Natural-language object grounding data:
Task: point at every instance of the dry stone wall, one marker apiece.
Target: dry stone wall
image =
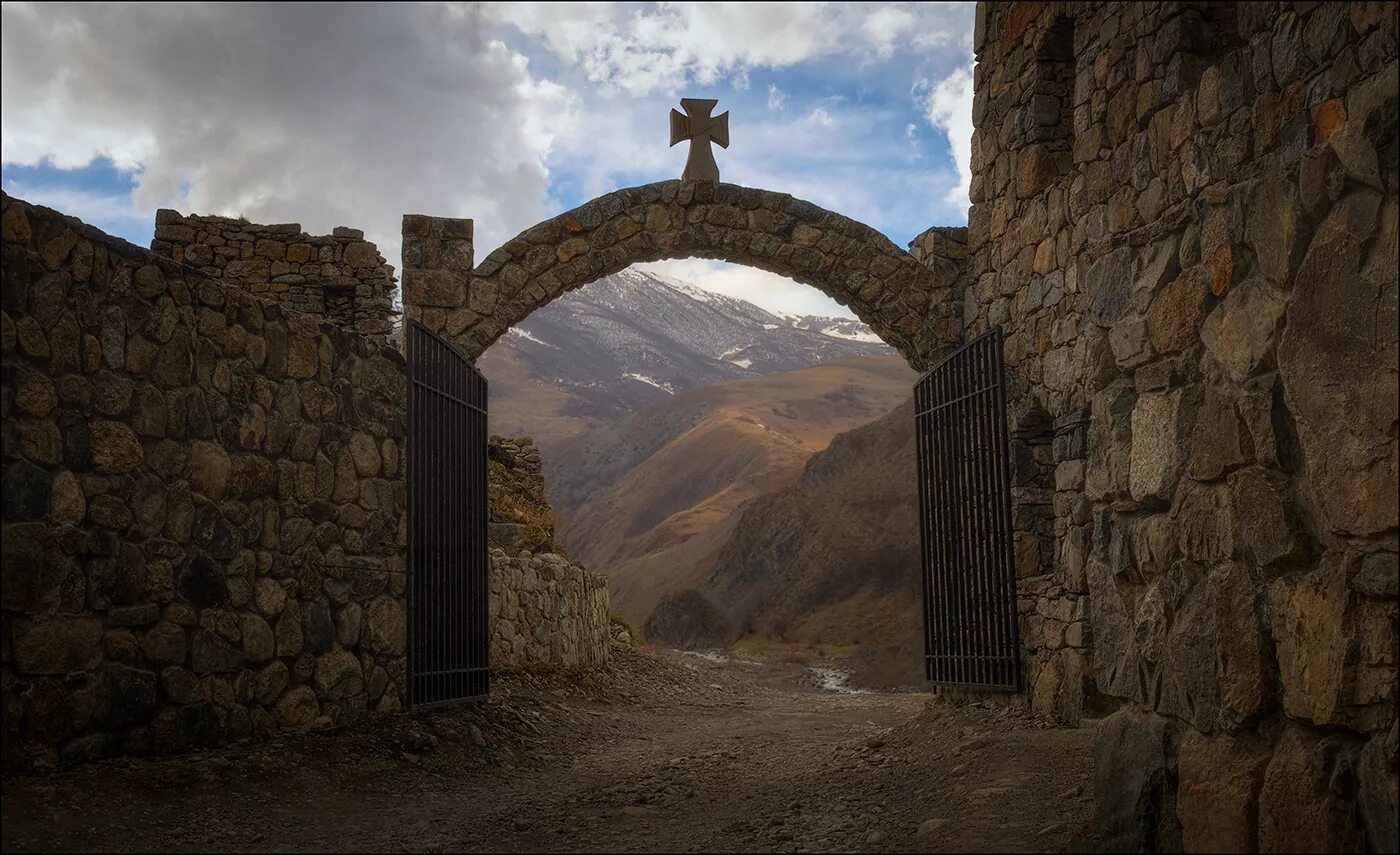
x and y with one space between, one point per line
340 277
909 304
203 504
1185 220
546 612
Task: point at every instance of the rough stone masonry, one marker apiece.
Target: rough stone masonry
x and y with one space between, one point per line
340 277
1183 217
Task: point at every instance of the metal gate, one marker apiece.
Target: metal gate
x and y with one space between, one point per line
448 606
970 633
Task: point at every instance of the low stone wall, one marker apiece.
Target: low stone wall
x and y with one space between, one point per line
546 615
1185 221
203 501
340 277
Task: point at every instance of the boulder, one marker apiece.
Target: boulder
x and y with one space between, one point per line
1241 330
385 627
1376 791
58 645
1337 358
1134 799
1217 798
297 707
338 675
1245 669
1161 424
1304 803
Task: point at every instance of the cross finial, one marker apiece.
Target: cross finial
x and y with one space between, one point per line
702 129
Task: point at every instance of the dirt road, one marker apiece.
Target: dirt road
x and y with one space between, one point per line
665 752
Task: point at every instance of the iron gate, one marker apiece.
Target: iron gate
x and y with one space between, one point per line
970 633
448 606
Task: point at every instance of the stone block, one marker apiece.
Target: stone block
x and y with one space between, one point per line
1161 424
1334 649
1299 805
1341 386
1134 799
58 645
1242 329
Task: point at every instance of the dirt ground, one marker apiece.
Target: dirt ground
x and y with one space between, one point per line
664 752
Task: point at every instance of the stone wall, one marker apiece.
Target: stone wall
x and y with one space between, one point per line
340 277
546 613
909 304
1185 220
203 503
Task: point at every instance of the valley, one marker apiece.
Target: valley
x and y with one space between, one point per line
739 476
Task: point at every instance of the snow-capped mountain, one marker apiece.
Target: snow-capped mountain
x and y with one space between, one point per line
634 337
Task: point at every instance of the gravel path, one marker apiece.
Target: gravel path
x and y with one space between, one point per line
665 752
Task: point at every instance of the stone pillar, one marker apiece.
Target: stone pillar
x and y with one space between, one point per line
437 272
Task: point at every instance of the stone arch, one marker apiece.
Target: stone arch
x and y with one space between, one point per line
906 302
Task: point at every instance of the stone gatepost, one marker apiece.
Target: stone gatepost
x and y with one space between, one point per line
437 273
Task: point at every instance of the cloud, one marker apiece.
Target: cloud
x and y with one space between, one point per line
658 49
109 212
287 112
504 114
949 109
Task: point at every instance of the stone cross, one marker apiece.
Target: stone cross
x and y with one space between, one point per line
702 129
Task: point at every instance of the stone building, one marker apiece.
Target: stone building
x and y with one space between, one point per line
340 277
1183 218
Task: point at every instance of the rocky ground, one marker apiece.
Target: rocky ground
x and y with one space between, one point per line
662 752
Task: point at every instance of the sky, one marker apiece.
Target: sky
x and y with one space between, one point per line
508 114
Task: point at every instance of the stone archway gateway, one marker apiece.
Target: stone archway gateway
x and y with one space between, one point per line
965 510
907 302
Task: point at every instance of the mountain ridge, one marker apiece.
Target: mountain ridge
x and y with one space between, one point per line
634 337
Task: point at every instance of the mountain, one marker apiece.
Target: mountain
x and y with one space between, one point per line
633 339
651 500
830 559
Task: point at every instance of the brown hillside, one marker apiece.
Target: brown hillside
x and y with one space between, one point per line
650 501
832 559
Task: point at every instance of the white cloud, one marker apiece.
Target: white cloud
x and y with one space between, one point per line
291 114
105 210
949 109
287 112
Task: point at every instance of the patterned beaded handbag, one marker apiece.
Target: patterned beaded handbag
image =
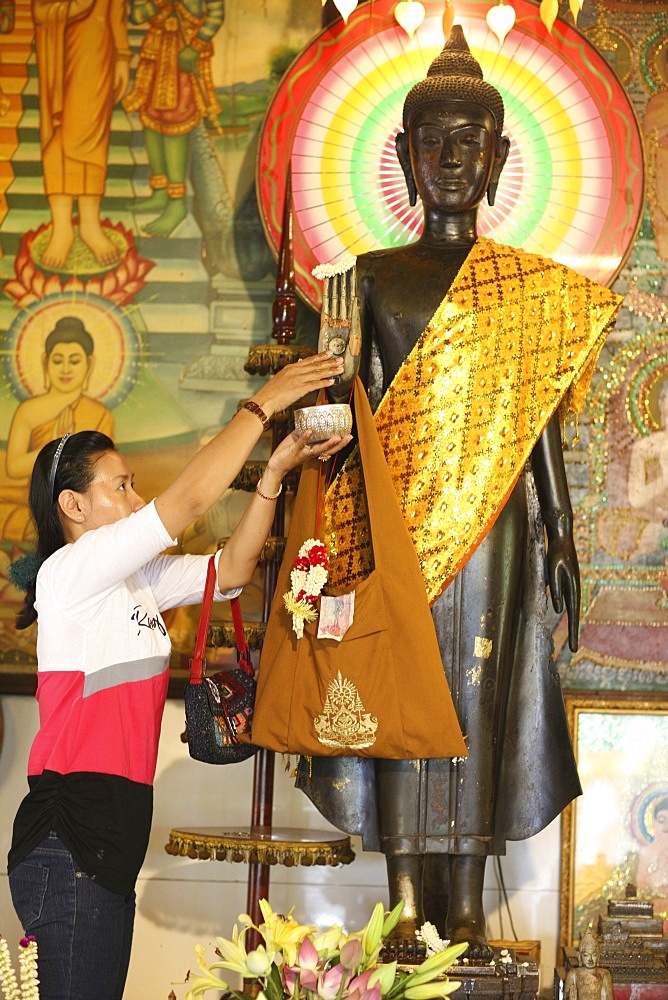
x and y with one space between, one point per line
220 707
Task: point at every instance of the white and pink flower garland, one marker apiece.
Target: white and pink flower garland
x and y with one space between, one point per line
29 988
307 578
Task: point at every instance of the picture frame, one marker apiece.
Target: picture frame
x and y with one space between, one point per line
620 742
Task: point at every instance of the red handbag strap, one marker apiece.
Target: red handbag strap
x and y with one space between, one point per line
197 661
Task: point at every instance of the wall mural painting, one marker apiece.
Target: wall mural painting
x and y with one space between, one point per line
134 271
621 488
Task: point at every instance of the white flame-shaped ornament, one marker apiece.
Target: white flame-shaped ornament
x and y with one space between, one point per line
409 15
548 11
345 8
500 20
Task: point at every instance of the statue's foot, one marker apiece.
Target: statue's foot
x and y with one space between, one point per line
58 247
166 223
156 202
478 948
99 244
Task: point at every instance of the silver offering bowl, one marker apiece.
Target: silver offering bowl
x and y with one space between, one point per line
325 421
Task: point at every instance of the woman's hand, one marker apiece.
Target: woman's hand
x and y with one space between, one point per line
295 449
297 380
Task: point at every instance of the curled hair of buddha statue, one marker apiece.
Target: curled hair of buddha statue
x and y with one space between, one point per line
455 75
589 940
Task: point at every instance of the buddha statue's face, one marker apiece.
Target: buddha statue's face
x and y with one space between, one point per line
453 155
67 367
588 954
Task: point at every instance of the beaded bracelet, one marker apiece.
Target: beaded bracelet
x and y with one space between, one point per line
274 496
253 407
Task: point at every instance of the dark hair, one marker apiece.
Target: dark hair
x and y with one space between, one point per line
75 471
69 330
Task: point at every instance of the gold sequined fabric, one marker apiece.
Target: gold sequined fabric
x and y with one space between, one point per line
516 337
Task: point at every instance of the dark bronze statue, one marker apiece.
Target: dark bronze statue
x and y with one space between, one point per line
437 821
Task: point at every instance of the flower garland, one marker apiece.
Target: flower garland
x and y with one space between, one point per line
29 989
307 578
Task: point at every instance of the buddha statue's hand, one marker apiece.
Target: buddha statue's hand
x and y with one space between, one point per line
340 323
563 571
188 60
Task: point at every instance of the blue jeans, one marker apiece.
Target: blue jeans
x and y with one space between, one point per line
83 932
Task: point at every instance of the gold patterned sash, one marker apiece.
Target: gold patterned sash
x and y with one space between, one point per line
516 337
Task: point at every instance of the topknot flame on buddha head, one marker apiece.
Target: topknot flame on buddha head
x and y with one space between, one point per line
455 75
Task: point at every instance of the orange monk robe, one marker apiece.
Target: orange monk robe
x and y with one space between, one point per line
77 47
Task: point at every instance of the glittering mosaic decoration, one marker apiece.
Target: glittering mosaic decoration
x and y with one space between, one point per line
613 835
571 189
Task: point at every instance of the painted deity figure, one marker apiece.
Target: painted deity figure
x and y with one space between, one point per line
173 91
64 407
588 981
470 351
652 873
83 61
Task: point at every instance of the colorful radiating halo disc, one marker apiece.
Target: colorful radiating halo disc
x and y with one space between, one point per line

**PROBLEM DESCRIPTION**. Look through the entries above. Copy out every line holding the word "archway".

**RESULT OF THIS TASK**.
Task: point at every instance of the stone archway gateway, one marker apiece.
Target: stone archway gateway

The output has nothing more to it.